Records for this exercise:

+--

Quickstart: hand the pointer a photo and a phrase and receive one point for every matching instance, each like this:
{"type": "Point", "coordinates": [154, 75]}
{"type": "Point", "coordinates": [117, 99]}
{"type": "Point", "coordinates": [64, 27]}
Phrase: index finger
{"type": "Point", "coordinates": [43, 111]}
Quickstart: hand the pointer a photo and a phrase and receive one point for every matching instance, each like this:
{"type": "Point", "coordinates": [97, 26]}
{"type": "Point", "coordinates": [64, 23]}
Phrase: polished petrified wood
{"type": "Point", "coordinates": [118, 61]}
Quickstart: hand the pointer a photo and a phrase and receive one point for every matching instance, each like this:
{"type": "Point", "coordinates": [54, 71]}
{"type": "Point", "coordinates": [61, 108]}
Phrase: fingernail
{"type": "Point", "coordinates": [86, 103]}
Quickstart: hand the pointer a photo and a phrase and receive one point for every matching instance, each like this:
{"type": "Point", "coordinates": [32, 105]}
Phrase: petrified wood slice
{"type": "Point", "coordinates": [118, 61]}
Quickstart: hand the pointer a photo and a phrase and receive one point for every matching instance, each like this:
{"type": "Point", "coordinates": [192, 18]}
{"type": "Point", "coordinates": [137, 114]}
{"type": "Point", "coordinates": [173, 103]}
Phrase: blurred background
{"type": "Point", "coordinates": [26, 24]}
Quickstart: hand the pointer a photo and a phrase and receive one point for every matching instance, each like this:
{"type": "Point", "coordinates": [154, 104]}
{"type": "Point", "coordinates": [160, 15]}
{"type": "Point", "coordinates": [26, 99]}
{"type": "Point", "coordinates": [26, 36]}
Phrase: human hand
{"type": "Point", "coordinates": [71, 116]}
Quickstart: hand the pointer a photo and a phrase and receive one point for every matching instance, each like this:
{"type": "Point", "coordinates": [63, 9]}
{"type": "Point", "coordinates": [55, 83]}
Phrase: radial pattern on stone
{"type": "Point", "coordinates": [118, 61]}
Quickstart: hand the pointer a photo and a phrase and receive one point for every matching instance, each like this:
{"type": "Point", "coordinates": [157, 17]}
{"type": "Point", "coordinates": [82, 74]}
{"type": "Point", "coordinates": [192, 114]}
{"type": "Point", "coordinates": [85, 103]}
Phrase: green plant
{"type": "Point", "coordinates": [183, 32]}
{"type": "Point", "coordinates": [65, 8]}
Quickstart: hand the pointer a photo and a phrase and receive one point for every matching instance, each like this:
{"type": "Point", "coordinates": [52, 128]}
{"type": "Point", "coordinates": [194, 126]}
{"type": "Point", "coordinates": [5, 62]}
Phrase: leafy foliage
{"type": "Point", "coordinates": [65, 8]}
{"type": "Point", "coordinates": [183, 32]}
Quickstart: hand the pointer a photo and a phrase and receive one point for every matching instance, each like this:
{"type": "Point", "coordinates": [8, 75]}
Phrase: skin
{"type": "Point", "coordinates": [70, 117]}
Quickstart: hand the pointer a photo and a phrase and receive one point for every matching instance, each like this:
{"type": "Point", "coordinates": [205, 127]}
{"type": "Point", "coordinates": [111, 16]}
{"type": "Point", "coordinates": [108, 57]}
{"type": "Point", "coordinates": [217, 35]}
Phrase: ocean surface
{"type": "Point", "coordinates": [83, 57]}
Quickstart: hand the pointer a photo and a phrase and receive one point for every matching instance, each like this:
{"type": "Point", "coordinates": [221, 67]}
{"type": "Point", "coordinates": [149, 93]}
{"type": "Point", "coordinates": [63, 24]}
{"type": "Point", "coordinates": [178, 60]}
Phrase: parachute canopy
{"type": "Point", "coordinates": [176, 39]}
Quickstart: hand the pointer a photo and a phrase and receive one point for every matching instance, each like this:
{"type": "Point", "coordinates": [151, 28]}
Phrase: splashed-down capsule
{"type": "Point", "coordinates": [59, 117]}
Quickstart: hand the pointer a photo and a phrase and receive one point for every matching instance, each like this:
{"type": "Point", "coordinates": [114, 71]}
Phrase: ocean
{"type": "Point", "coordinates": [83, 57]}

+--

Description of the task:
How many lines of the records contain the word "petrified"? Give only the number.

The answer:
2